Exercise objective: Begin with the line that contains "the woman in" and transcribe each line after it, up to and including the last line of the listing below.

Records to process:
☆ ☆ ☆

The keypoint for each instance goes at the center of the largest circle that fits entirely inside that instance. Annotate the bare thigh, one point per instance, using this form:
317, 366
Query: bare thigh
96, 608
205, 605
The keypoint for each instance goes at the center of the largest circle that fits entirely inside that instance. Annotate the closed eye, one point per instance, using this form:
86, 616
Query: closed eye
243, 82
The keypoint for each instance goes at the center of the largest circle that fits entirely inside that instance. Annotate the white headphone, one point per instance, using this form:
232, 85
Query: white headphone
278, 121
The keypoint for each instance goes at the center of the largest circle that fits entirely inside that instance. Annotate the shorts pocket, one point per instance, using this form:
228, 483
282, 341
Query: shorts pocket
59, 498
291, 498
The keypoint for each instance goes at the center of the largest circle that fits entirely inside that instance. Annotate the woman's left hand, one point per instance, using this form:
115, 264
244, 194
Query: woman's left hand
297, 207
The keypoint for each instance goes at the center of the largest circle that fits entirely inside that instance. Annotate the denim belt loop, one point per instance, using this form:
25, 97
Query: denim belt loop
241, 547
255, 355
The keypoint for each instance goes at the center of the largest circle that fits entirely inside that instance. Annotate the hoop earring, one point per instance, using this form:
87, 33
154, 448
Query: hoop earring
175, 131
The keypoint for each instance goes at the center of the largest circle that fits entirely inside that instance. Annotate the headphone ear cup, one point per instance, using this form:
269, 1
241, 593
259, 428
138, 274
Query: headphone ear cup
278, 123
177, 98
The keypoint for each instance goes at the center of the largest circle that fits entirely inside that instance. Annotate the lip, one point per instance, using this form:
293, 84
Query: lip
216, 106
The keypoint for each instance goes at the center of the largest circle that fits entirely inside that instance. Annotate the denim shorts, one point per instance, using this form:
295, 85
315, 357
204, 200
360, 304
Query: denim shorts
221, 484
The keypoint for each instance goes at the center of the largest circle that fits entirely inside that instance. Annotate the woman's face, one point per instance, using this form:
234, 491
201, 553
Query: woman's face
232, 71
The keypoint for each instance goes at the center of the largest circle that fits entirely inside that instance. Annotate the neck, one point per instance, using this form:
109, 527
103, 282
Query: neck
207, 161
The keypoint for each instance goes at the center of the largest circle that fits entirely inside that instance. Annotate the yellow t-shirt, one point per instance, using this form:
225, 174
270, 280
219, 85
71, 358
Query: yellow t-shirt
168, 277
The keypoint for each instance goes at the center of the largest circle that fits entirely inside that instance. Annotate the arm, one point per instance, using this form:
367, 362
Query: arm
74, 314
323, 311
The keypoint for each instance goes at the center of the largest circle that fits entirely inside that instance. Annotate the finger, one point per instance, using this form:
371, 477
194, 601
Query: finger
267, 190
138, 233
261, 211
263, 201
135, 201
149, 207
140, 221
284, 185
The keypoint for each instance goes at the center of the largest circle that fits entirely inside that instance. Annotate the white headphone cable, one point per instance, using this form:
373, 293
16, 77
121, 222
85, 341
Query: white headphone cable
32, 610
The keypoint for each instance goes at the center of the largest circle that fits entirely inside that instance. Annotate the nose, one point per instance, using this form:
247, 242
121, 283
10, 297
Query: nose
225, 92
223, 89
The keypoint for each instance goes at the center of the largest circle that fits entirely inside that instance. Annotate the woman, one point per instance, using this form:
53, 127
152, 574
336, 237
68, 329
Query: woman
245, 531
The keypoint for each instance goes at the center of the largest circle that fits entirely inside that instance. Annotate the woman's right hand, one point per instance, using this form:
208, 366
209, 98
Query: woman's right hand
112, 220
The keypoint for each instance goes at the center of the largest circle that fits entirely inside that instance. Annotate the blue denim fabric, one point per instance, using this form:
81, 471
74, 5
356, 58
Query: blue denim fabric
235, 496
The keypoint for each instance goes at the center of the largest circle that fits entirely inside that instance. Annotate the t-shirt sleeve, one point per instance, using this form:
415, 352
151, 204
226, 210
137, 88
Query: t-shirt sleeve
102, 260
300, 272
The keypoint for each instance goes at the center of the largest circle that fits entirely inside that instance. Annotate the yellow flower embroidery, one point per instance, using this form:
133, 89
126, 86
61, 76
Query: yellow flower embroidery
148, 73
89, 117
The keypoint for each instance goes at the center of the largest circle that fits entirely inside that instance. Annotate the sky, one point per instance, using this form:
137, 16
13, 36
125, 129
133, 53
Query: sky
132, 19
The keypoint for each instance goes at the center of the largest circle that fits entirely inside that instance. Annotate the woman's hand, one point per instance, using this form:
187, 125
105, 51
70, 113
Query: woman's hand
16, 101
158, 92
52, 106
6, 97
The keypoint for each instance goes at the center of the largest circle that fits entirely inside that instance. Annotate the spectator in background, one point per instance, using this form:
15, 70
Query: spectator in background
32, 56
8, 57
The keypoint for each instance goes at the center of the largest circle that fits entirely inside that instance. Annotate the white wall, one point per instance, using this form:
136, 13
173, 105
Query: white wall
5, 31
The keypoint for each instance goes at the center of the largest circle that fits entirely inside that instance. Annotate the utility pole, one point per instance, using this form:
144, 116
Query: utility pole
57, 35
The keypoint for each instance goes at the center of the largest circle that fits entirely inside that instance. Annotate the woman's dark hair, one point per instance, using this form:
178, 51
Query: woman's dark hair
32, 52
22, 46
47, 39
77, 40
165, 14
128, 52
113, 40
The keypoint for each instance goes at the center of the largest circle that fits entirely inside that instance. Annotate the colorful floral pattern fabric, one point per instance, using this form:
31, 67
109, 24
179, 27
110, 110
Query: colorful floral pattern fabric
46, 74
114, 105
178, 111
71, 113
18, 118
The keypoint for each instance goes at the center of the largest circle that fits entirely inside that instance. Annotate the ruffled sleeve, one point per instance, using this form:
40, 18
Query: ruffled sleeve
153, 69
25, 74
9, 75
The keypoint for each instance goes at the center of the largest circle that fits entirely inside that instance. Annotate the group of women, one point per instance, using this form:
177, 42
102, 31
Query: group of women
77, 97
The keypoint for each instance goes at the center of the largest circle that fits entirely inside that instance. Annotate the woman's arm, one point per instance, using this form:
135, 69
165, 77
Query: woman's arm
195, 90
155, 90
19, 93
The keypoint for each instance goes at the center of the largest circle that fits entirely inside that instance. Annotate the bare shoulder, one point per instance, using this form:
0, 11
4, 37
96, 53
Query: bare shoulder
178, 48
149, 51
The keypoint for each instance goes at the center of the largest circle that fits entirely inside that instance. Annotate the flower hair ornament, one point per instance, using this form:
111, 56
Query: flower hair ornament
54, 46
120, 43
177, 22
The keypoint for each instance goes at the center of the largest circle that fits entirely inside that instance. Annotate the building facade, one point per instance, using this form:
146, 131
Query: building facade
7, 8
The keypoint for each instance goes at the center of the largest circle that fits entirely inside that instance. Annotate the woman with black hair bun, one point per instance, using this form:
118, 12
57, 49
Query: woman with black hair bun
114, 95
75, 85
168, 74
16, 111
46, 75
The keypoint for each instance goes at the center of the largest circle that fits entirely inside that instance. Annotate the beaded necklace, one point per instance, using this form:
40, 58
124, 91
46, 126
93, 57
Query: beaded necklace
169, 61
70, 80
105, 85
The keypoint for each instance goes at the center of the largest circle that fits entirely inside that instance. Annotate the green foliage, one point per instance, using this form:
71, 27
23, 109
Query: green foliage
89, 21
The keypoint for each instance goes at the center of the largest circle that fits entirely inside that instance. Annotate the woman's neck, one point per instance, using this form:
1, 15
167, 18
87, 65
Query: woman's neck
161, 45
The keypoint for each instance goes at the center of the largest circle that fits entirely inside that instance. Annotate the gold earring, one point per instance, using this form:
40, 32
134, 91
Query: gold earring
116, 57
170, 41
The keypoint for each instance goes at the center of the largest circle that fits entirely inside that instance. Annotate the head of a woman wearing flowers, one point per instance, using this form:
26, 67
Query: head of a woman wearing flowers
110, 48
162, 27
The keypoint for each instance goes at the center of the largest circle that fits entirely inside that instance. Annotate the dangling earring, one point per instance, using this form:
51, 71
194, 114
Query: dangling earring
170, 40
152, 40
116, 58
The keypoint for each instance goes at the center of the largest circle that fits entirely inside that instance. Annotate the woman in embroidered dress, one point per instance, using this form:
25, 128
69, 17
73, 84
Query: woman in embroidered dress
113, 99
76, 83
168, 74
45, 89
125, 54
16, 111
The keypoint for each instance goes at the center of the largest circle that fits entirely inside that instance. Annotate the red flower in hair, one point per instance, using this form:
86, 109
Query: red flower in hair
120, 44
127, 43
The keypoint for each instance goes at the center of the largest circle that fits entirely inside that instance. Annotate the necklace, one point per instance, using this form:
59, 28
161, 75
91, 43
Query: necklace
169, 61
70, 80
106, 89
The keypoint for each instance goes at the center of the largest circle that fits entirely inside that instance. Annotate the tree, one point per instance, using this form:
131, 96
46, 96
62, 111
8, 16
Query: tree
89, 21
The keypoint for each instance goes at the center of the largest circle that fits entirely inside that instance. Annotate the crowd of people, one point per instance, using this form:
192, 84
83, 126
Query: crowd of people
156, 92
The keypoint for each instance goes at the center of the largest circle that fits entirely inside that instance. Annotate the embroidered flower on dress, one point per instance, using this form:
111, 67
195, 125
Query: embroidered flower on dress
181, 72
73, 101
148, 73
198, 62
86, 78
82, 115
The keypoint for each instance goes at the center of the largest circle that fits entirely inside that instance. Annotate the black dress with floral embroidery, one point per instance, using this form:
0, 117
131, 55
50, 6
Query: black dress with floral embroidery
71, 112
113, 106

☆ ☆ ☆

Exercise output:
The keypoint for each instance goes at the center of the largest circle that fits entirely inside that instance. Annotate the woman in embroidered dress, one point per instance, using this form:
25, 128
69, 17
73, 84
Query: woman in embroidered dress
113, 99
76, 83
168, 74
45, 89
125, 54
16, 111
The keypoint for each instance goes at the center of the largest circle that fits entirely inside that instance. Annotate the red flower in hair, one point per instance, using this form:
86, 109
Query: red flower in hair
120, 44
127, 43
The keypoint for each instance goes at the center of the largest circle that fits entirely inside that instance. Annotate the necklace, one point per instance, using this form:
59, 28
161, 75
91, 43
Query: necklace
169, 61
70, 80
106, 89
The keypoint for each instance goes at the center of the largest circle that fits entirely inside that instance. Annotate the tree, one point per instance, using this form:
131, 96
46, 96
62, 111
8, 16
Query: tree
89, 21
The keypoint for each instance goes at the center of the largest circle that fits entirely inside that instance. Annotate the crowd of people, one point per instance, using this form:
192, 84
83, 126
Query: crowd of people
156, 92
The keypoint for each instance goes at the center of the largest circle that fits entirely inside that instance. Annotate the embroidered flower on dress, one point per instance, using this form:
111, 67
195, 125
Query: embroidered flower on dress
181, 72
73, 101
148, 73
198, 62
86, 78
82, 115
The keypoint for each instance goes at the center of the largest circle that fits entirely inside that instance. Annotate the black dress with floral embroidery, one point per instance, using this form:
0, 117
131, 55
50, 6
Query: black dress with floral embroidery
71, 112
113, 106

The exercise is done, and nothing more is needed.